Directive 1:
Answer these questions from the GraphLab deep-features tutorial:
(a) Who first explored the idea of reusing a pretrained model's features?
(b) Into which method of the NeuralNetworkClassifier API was this functionality put?
(c) To what dimensions are the cats vs. dogs images resized?
Directive 2:
Write a continuation of the GraphLab deep-features tutorial, starting after its last line of code.

Text passage:
At first glance, this seems even more complicated than just training the deep learning model . However, Stage 1 is re-usable for many different problems, and GraphLab is hosting the model so you don't have to train it yourself.  Stage 2 is easy to do with GraphLab's API (as shown below), and Stage 3 is typically done with a simpler classifier than a deep learning model so it's easy to build yourself. In the end, this pipeline results in not needing to adjust hyper-parameters, faster training, and better performance even in cases where you don't have enough data to train a convention deep learning model. What's more, this technique is effective even if your Stage 3classification task is relatively unrelated to the task Stage 1 is trained on. 

dl_deeplearningsimpleclassifier

This idea was first explored by Donahue et al. (2013), and was used for the Dogs vs Cats competition as described for nolearn's ConvNetFeatures. In our NeuralNetworkClassifer API, we put this functionality into the.extract_features() method. Let’s explore the GraphLab Create API on the Cats vs. Dogs dataset. To get a feel for what we're trying to accomplish, a few sample images from the dataset are shown below:

cat.302cat.318
dog.6038dog.6179

 

First, lets load in the model trained on ImageNet. This corresponds to the end of Stage 1 in our pipeline:

>>> pretrained_model = graphlab.load_model('http://s3.amazonaws.com/GraphLab-Datasets/deeplearning/imagenet_model_iter45')

Now, let's load in the cats vs dogs images. We resize because the original ImageNet model was trained on 256 x 256 x 3 images:

>>> cats_dogs_sf = graphlab.SFrame('http://s3.amazonaws.com/GraphLab-Datasets/cats_vs_dogs/cats_dogs_sf')
>>> cats_dogs_sf['image'] = graphlab.image_analysis.resize(cats_dogs_sf['image'], 256, 256, 3)

And extract features, per Stage 2 of our pipeline:

>>> cats_dogs_sf['features'] = pretrained_model.extract_features(cats_dogs_sf)
>>> cats_dogs_train, cats_dogs_test = cats_dogs_sf.random_split(0.8)

And now, let's train a simple classifier as described by Stage 3

>>> simple_classifier = graphlab.classifier.create(cats_dogs_train, features = ['features'], target = 'label')

And now, to see how our trained model did, we evaluate it:

>>> simple_classifier.evaluate(cats_dogs_test)
{'accuracy': 0.9545091779728652, 'confusion_matrix': Columns:
 	target_label	str
 	predicted_label	str
 	count	int
 
 Rows: 4
 
 Data:
 +--------------+-----------------+-------+
 | target_label | predicted_label | count |
 +--------------+-----------------+-------+
 |      0       |        0        |  2406 |
 |      0       |        1        |   73  |
 |      1       |        0        |  155  |
 |      1       |        1        |  2378 |
 +--------------+-----------------+-------+
 [4 rows x 3 columns]}

We get ~96% accuracy! I don’t know about you, but that feels like a pretty good number. For comparisons sake, let’s try using just the .create() method.

>>> model = gl.neuralnet_classifier.create(cats_dogs_train, target='label', features = ['image'] )
>>> model.evaluate(cats_dogs_test)

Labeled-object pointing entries
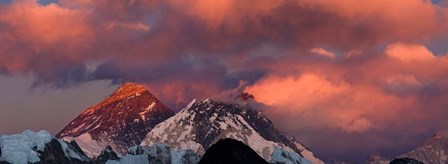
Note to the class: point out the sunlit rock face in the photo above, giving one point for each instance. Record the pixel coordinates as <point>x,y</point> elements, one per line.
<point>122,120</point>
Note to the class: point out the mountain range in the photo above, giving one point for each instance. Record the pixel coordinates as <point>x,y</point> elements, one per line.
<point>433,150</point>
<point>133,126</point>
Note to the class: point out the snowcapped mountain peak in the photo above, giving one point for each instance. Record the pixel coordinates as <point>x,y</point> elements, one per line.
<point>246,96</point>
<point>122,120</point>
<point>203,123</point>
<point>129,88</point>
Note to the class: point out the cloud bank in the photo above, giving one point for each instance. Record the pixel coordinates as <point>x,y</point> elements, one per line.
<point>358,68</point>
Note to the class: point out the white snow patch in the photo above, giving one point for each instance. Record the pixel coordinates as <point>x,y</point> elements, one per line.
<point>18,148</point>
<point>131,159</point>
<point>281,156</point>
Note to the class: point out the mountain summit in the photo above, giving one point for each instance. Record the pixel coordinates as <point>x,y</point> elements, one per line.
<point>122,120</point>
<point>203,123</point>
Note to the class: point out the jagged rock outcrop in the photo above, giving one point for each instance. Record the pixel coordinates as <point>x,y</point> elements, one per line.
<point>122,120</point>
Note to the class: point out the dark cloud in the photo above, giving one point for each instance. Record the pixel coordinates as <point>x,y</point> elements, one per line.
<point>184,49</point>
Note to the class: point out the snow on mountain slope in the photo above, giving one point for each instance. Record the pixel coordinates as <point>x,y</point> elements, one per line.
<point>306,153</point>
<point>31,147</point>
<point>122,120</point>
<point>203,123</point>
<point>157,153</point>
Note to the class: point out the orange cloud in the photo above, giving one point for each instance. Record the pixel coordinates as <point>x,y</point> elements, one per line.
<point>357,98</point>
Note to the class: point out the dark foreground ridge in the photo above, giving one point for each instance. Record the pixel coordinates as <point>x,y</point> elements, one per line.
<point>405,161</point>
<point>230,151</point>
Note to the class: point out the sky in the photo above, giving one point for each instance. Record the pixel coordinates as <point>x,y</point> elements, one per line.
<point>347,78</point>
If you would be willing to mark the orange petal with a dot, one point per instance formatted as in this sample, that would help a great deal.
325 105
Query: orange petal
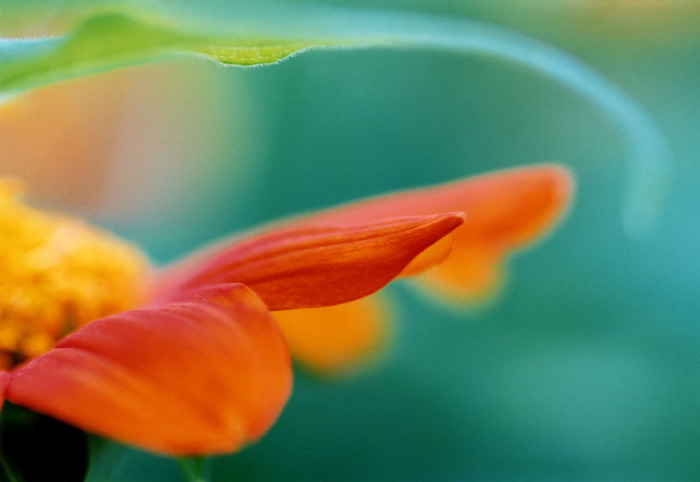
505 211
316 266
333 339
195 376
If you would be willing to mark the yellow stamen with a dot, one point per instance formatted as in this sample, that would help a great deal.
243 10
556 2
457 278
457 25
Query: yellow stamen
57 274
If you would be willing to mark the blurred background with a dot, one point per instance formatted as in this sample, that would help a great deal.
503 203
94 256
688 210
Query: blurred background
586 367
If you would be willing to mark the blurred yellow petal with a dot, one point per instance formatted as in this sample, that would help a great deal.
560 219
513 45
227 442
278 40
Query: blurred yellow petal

Reply 1:
(a) Donahue et al. (2013)
(b) The .extract_features() method
(c) 256 x 256 x 3

Reply 2:
{'accuracy': 0.6049019694328308, 'confusion_matrix': Columns:
 	target_label	int
 	predicted_label	int
 	count	int
 
 Rows: 4
 
 Data:
 +--------------+-----------------+-------+
 | target_label | predicted_label | count |
 +--------------+-----------------+-------+
 |      0       |        0        |  922  |
 |      1       |        0        |  415  |
 |      0       |        1        |  1600 |
 |      1       |        1        |  2163 |
 +--------------+-----------------+-------+
 [4 rows x 3 columns]}

Accuracy is a disappointing 59%. Clearly, combining a simple classifier with the extracted features helped tremendously. And you STILL didn’t have to tune architecture or hyper-paramters. You don’t even have to take the time to train a NeuralNet classifier, you can just repurpose one that already existed. Sounds like if using .create() was Easy, then using .extract_features() is Doubly Easy!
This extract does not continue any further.